* Document segment:
June 7, 1984. Rehearing Denied July 19, 1984.
Appeal from the District Court of Appeal.
Jim Smith, Atty. Gen. and Marlyn J. Altman, Asst. Atty. Gen., West Palm Beach, for petitioner.
Channing E. Brackey, Fort Lauderdale, for respondent.
We have for review Hogan v. State, 427 So.2d 202 (Fla. 4th DCA 1983), because of conflict with Rusaw v. State, 429 So.2d 1378 (Fla. 2d DCA 1983). We have jurisdiction pursuant to article V, section 3(b)(3), Florida Constitution.
A two-count indictment charged Hogan with kidnapping and with violating subsection 794.011(2), Florida Statutes (1981), sexual battery of a person under eleven years of age by a person over eighteen years of age. The legislature has provided that such a crime is a capital offense, the penalty for which is death or a life sentence without eligibility for parole for twenty-five years. The jury convicted Hogan of kidnapping and attempted sexual battery. Subsection 777.04(4)(a), Florida Statutes (1981), states that a person convicted of an attempted capital offense shall be guilty of a first-degree felony. The trial court sentenced Hogan to thirty years' imprisonment pursuant to subsection 775.082(3)(b), Florida Statutes (1981). On appeal the district court ordered resentencing because,
[s]ince sexual battery is a life felony, rather than a capital felony, the crime of attempted sexual battery carries a maximum sentence of fifteen years. Sections 777.04(4)(b) and 775.082(3)(c), Florida Statutes (1981).

* Objective:
Transcribe the portion of the court opinion starting at "June 7, 1984." and ending at "3(b)(3), Florida Constitution.".

* Dataset rows:
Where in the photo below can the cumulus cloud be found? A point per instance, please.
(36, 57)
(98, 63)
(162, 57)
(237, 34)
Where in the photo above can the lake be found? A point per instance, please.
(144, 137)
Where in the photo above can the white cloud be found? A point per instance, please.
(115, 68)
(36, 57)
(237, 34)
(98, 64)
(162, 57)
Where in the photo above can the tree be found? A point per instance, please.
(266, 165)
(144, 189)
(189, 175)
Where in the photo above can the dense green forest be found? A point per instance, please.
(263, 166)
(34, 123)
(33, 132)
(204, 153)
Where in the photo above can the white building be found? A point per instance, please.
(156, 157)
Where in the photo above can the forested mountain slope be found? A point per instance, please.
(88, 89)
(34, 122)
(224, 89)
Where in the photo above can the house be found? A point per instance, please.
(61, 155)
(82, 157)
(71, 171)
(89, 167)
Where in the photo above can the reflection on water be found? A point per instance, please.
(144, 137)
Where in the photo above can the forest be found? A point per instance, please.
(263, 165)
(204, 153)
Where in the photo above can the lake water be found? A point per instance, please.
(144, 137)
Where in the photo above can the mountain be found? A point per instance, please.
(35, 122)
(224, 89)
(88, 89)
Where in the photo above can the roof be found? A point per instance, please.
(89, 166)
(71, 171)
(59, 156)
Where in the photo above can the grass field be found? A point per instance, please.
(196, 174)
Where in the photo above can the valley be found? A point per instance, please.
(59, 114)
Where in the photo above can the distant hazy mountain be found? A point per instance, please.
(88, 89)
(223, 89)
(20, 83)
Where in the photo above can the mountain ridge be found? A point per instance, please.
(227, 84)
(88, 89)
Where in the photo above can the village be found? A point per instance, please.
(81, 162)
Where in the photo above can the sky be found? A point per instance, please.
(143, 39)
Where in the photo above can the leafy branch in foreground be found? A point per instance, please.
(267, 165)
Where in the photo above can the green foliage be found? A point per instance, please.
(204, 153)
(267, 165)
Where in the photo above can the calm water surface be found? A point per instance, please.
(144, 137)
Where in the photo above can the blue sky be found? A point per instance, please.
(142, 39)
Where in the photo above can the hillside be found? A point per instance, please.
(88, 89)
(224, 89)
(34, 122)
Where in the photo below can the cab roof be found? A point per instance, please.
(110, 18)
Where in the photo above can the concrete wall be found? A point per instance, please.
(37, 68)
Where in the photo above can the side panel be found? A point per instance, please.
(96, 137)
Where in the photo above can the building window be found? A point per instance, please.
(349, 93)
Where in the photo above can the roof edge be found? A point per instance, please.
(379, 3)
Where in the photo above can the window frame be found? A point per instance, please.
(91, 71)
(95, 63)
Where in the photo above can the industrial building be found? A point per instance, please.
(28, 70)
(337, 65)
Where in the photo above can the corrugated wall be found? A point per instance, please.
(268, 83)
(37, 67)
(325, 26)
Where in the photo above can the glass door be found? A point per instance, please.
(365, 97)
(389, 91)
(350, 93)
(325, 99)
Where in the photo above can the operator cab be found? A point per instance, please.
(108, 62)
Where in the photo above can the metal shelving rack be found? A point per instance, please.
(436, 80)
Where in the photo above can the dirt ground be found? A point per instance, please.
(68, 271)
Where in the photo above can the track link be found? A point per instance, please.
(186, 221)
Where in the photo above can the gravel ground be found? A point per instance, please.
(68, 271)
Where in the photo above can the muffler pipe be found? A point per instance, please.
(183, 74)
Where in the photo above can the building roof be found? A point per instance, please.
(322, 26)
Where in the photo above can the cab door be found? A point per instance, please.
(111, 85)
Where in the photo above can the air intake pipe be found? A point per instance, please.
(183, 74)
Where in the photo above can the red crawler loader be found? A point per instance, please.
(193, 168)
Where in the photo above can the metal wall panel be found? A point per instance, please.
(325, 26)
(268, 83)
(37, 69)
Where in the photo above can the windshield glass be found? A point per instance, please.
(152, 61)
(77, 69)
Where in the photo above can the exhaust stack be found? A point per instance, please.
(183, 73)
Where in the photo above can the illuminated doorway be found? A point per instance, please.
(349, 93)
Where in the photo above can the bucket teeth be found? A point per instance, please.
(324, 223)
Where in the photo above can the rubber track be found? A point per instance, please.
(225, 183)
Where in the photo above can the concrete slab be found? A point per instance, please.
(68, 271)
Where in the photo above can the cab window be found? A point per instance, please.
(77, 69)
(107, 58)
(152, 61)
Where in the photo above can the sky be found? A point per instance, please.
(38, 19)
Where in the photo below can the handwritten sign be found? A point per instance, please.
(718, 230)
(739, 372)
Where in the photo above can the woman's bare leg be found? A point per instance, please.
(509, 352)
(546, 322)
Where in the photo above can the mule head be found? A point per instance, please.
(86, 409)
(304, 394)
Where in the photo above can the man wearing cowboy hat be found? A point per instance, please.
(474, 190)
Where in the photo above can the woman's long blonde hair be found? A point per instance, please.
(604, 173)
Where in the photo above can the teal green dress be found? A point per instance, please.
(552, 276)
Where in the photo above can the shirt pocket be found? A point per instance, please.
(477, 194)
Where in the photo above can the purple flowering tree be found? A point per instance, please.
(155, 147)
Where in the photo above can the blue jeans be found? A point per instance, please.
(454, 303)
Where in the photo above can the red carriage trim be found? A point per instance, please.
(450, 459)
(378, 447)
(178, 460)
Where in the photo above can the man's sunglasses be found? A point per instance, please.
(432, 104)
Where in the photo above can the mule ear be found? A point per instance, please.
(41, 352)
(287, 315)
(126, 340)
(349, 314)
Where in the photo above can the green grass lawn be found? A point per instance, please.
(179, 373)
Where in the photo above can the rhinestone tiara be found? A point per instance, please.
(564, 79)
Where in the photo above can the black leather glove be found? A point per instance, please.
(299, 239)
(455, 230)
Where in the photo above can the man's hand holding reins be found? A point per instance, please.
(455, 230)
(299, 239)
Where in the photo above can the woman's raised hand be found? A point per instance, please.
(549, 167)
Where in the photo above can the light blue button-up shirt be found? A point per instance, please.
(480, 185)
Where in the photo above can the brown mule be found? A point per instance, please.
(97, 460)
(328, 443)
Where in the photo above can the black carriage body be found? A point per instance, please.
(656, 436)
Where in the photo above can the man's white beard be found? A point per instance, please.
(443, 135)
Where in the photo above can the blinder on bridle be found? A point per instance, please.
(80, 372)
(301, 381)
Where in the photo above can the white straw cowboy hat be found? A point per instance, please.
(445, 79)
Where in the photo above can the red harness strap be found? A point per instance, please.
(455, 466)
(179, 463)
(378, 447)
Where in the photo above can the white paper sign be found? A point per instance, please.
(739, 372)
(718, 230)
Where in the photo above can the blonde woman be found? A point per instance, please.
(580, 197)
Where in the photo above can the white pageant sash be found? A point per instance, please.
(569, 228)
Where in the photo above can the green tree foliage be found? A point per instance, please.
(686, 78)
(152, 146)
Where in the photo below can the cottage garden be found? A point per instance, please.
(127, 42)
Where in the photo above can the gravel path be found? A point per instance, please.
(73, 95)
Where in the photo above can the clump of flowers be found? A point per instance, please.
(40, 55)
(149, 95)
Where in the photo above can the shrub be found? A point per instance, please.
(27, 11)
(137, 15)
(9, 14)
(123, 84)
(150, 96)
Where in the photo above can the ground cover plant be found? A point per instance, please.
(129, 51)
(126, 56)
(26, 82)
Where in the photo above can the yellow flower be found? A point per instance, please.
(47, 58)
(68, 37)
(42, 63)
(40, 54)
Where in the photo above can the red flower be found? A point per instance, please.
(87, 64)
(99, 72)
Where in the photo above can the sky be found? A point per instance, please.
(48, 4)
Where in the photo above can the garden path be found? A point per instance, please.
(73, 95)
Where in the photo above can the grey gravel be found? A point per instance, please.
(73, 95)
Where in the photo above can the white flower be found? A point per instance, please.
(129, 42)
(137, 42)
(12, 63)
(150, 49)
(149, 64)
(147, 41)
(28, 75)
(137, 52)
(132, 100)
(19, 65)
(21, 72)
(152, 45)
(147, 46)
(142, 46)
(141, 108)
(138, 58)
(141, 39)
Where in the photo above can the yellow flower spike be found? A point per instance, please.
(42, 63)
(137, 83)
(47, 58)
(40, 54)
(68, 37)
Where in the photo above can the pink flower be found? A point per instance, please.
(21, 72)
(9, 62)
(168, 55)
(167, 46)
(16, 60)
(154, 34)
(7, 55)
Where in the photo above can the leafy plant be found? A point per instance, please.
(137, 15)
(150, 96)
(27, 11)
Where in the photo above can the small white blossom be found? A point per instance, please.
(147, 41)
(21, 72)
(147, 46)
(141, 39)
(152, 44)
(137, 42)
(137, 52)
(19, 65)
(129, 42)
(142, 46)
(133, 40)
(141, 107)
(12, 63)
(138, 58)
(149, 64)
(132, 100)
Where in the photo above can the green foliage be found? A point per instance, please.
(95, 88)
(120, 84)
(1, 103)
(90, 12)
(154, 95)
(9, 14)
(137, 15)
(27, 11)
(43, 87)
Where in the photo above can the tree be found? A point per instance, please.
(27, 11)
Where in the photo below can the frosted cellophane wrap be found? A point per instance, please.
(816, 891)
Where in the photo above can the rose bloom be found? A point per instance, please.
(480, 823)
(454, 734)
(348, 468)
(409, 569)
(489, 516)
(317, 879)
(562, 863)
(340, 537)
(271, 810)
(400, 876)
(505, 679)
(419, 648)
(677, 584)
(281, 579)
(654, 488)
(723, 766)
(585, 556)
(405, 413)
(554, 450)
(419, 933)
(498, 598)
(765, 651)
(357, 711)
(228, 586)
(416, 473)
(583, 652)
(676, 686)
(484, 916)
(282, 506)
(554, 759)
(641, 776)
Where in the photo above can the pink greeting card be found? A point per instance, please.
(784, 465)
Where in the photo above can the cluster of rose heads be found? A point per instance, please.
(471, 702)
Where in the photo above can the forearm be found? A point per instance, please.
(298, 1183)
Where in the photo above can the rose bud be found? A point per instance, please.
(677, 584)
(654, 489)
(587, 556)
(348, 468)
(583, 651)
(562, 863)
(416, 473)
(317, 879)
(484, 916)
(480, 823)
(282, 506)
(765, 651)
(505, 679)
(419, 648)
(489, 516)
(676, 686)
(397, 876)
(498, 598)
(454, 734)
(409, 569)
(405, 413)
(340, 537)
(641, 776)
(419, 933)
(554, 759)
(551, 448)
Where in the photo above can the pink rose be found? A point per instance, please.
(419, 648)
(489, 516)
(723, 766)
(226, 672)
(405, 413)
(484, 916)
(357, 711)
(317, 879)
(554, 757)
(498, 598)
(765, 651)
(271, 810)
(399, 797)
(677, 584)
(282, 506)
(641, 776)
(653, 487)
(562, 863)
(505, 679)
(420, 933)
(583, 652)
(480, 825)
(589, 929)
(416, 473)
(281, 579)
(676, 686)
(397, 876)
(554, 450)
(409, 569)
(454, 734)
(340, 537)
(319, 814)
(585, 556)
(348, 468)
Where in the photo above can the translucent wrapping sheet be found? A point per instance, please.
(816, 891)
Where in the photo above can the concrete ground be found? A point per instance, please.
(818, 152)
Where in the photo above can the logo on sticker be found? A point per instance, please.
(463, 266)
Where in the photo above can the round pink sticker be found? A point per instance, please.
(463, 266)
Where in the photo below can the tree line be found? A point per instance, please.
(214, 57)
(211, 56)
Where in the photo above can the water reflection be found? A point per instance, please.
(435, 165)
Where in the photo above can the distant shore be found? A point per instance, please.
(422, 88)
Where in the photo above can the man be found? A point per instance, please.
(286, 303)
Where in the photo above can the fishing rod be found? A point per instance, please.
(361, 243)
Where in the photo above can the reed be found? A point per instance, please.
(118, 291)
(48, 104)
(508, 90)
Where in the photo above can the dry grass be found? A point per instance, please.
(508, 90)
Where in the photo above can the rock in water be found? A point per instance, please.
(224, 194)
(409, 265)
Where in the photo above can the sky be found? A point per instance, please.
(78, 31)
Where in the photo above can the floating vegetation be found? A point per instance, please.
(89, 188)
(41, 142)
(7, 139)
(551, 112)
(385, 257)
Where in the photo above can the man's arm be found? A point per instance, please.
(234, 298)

* Output below:
June 7, 1984. Rehearing Denied July 19, 1984.
Appeal from the District Court of Appeal.
Jim Smith, Atty. Gen. and Marlyn J. Altman, Asst. Atty. Gen., West Palm Beach, for petitioner.
Channing E. Brackey, Fort Lauderdale, for respondent.
We have for review Hogan v. State, 427 So.2d 202 (Fla. 4th DCA 1983), because of conflict with Rusaw v. State, 429 So.2d 1378 (Fla. 2d DCA 1983). We have jurisdiction pursuant to article V, section 3(b)(3), Florida Constitution.